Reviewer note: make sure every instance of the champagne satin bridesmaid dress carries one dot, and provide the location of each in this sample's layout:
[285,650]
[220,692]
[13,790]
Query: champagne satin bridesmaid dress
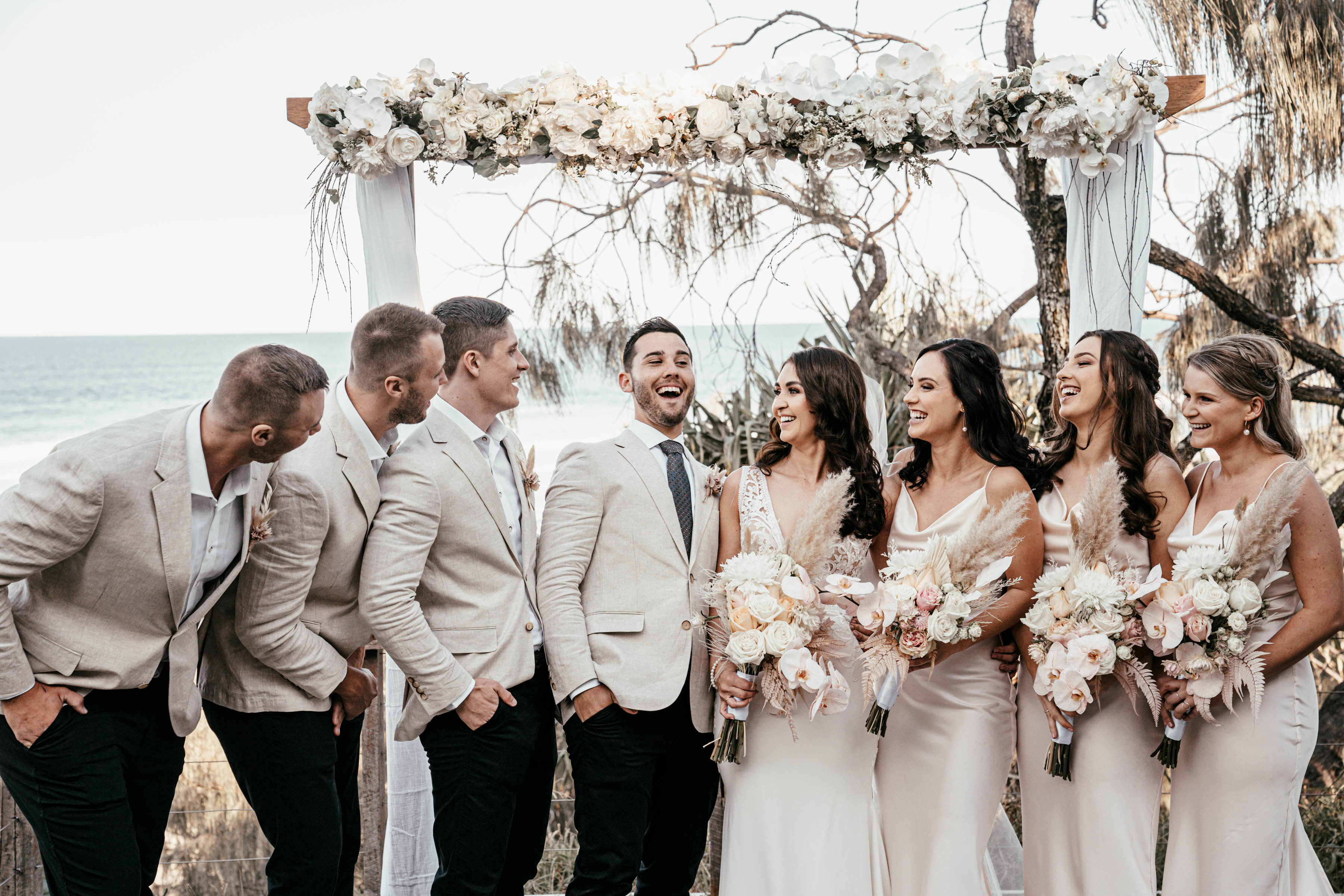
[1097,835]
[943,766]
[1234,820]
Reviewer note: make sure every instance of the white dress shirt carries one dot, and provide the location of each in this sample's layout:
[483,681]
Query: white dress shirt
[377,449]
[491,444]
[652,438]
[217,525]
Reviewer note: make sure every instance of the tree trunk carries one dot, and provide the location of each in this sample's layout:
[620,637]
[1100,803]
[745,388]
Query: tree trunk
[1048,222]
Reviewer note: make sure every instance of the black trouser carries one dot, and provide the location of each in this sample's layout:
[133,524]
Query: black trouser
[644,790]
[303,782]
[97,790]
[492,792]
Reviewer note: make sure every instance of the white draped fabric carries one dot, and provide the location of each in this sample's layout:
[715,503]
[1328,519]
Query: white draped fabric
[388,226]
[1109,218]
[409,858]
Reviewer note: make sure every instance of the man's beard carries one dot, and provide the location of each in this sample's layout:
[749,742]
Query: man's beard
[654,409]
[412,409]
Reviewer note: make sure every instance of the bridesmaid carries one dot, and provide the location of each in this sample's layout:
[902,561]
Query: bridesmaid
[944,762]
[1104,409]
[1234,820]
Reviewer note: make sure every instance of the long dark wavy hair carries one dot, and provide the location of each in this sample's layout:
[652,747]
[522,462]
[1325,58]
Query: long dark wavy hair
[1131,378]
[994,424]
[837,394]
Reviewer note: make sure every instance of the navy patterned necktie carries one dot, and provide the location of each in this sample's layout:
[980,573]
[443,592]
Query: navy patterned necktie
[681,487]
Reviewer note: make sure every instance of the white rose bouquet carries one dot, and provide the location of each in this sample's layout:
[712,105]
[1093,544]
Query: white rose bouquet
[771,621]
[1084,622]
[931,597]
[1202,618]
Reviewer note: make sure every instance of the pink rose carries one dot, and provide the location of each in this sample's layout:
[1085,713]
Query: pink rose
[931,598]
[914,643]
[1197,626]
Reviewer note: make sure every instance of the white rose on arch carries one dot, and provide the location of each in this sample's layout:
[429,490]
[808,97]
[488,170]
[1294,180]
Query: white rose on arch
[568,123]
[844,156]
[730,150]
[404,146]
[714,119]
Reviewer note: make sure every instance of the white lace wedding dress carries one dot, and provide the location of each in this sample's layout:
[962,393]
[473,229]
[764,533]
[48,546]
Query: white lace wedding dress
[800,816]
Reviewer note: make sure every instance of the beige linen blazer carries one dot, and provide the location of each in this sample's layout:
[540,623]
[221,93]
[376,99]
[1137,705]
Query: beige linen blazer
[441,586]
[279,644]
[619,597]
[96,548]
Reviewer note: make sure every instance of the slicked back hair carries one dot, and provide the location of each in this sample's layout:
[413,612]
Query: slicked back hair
========================================================================
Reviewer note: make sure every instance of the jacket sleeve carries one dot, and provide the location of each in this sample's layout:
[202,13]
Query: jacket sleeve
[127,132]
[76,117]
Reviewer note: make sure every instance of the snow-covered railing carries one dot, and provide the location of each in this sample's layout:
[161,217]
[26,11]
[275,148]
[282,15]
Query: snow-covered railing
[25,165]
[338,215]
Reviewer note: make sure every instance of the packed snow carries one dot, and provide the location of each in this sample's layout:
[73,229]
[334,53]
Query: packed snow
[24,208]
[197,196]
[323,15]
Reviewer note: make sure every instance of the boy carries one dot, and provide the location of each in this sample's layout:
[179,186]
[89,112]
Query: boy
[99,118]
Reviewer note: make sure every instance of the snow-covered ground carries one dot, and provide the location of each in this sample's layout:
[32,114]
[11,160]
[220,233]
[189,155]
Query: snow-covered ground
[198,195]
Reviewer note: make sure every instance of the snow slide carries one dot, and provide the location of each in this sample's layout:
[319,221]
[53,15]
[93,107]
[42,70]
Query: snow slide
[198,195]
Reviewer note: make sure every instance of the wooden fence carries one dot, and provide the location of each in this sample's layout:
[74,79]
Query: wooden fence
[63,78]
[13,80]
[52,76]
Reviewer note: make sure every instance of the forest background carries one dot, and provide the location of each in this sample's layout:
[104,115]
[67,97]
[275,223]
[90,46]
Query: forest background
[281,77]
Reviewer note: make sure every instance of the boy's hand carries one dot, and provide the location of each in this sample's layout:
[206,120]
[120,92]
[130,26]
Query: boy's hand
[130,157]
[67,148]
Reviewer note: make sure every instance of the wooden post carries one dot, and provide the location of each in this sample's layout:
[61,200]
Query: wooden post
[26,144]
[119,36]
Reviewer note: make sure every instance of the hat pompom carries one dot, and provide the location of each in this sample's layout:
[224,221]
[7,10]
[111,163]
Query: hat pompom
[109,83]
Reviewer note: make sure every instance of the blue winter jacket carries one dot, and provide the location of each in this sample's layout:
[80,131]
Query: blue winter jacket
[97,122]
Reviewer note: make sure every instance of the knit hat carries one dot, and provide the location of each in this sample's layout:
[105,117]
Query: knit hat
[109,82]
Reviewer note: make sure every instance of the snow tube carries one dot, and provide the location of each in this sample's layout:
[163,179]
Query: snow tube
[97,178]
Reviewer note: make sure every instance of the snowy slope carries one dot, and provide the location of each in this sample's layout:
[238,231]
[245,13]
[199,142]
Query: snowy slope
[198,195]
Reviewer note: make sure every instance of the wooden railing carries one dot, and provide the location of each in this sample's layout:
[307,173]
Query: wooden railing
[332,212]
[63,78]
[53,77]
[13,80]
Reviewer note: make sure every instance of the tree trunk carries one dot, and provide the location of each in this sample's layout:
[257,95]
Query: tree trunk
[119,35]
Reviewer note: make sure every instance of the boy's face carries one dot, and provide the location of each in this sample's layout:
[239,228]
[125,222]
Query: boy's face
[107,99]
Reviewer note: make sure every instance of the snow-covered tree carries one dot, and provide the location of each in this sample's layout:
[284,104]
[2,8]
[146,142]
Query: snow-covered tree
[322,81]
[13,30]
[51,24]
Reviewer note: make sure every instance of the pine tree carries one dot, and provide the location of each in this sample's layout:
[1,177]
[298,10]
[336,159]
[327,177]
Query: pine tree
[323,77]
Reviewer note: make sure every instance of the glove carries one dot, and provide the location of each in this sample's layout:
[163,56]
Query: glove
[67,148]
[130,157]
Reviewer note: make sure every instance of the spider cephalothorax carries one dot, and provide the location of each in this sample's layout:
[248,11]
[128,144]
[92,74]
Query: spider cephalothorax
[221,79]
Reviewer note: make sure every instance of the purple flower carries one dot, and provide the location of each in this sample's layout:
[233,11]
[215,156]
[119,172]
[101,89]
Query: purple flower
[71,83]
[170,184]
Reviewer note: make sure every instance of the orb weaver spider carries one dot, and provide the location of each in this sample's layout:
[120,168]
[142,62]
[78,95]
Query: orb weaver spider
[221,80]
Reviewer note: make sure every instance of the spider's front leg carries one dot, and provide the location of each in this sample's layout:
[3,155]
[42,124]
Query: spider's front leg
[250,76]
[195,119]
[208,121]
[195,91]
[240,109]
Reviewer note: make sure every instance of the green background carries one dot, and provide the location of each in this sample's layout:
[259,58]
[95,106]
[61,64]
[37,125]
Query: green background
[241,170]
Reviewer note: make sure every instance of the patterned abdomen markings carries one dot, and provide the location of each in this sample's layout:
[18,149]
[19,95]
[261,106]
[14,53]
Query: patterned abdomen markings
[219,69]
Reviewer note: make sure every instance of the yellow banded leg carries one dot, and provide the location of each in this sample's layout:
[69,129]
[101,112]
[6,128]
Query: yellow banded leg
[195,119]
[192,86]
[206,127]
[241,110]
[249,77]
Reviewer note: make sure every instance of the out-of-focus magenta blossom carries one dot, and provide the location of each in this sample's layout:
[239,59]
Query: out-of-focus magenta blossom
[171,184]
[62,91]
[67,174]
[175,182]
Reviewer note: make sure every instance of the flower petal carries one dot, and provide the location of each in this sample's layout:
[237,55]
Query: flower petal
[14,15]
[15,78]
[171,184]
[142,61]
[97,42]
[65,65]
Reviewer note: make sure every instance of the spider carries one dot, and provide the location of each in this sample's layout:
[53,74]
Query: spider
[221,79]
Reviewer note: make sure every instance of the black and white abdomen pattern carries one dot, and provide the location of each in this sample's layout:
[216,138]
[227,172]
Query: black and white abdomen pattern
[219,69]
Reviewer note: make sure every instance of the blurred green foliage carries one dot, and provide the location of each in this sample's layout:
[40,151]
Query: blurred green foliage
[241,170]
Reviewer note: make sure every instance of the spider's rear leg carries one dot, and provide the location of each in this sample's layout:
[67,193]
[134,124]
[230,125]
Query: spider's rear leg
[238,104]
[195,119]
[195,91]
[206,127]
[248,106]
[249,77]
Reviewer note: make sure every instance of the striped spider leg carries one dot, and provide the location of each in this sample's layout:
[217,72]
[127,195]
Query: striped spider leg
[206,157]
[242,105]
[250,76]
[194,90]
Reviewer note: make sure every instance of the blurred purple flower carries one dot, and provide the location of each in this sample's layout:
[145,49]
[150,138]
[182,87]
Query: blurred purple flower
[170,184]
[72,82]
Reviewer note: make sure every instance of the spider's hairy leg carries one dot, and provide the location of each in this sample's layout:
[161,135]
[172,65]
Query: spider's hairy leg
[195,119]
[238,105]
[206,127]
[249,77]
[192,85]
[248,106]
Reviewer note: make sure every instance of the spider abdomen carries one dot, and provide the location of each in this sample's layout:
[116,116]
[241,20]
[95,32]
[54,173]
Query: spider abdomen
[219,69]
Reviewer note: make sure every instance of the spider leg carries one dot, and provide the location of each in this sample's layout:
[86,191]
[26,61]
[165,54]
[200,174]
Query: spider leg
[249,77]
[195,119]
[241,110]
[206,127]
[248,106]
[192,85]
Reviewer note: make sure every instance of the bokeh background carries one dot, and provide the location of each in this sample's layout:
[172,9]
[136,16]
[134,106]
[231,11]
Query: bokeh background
========================================================================
How many lines of the records contain the word "purple"? Reply with the number alone.

§ **WRITTEN SOLUTION**
4